-- start Source passage --

Yesterday Gretchen and I had been making waffles with some super-yeasty batter. This morning we finished that batter off with a waffle each. As I had been doing, I put some semi-sweet cashew-based cream on my waffle. But today I also added a few slices of super-hot peppers straight from the garden to mix. Gretchen didn't think that would be a good combination, but she was very wrong.
I'd noticed this morning when trying to run hot water from the tap that the solar-heated water was not very hot. Some investigation revealed another bubble had formed at the top of the solar hydronic loop, preventing flow. This only happens after there has been a power outage on a sunny day (or some other solar system malfunction). The solution was to add fluid (in this case, a gallon and a half of tap water) to the top of the loop. It got me thinking though: maybe all the electricity running the system should be solar-generated, thereby allowing it to function right through a power outage.
Meanwhile Gretchen returned home (as she often does) after her morning walk in the forest somewhat before the dogs. She took the opportunity to cross Dug Hill Road alone to meet the new neighbor in That 80s House. As people who live in that house always do, there's a contractor there almost constantly, even on weekends. The contractor these days is a bit of a loud talker, and that was how Gretchen knew today would be a good one to make an introduction. The new owner is 40-something and has a thirteen year old dog who weighs only five pounds and dates from before our new neighbor knew that buying from a breeder is a bad thing to do. Gretchen says they a little about dogs (on a night some weeks back, Ramona had reportedly been terrorizing the contractor). But they mostly talked about bears, including the male that's been in the neighborhood lately, one we've started calling Gregor. When the contractor talked about his days of hunting bears, Gretchen said she's more of a "live and let live kinda gal," and the new neighbor said she is that way too. So, aside from her choice in house, she seemed surprisingly ideologically simpatico.
Early this afternoon, I tried a different library for recording audio directly from the web page served by the speakerbot. But it was all written with Javascript promises and commands such as await (instead of callbacks). I've never really had to understand promises, so I tried to get my brain around the concept, since it seemed like something I should know. But it was a hot summer day and Gretchen and I had plans to go swimming, so I ended up watching YouTube videos instead. That guy LGR had recently become aware of a huge abandoned computer repair shop full of vintage equipment, mostly from the 1990s.

-- end Source passage --

> Requests
[1] Do these statements agree with the journal entry? For each, answer yes or no and quote the words that decide it.
(a) The problem with the solar-heated water was fixed by adding tap water to the top of the loop.
(b) Gretchen crossed Dug Hill Road together with the dogs.
(c) The new neighbor's dog weighs five pounds.
[2] Repeat word for word the part of the journal entry that opens with the words containing "Yesterday Gretchen and" and closes with "was very wrong.".
[3] Using the journal entry, answer each question in a few words.
(a) Besides the cashew-based cream, what went on the narrator's waffle today?
(b) What name has been given to the male bear in the neighborhood?
(c) What was the new audio library written with instead of callbacks?

-- start Listed records --

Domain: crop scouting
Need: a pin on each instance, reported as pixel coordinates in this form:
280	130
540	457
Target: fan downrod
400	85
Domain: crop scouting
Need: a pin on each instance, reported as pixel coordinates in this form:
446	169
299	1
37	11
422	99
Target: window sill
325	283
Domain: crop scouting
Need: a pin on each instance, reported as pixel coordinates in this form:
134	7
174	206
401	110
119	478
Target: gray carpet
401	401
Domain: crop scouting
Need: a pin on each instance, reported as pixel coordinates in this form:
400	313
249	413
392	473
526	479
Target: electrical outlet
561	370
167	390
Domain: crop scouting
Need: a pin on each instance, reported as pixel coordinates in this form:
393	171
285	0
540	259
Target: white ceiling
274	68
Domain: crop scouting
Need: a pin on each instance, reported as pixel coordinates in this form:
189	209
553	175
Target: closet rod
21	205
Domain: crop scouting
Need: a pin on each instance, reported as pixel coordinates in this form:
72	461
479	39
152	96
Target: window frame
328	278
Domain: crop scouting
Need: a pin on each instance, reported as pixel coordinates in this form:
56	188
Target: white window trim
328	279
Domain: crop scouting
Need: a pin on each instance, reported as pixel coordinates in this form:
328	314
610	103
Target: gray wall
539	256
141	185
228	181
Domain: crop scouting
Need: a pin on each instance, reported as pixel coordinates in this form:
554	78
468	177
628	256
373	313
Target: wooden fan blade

-- end Listed records --

> Solutions to the tasks
[1]
(a) Yes: "The solution was to add fluid (in this case, a gallon and a half of tap water) to the top of the loop."
(b) No: "She took the opportunity to cross Dug Hill Road alone"
(c) Yes: "has a thirteen year old dog who weighs only five pounds"

[2]
Yesterday Gretchen and I had been making waffles with some super-yeasty batter. This morning we finished that batter off with a waffle each. As I had been doing, I put some semi-sweet cashew-based cream on my waffle. But today I also added a few slices of super-hot peppers straight from the garden to mix. Gretchen didn't think that would be a good combination, but she was very wrong.

[3]
(a) A few slices of super-hot peppers straight from the garden
(b) Gregor
(c) Javascript promises and commands such as await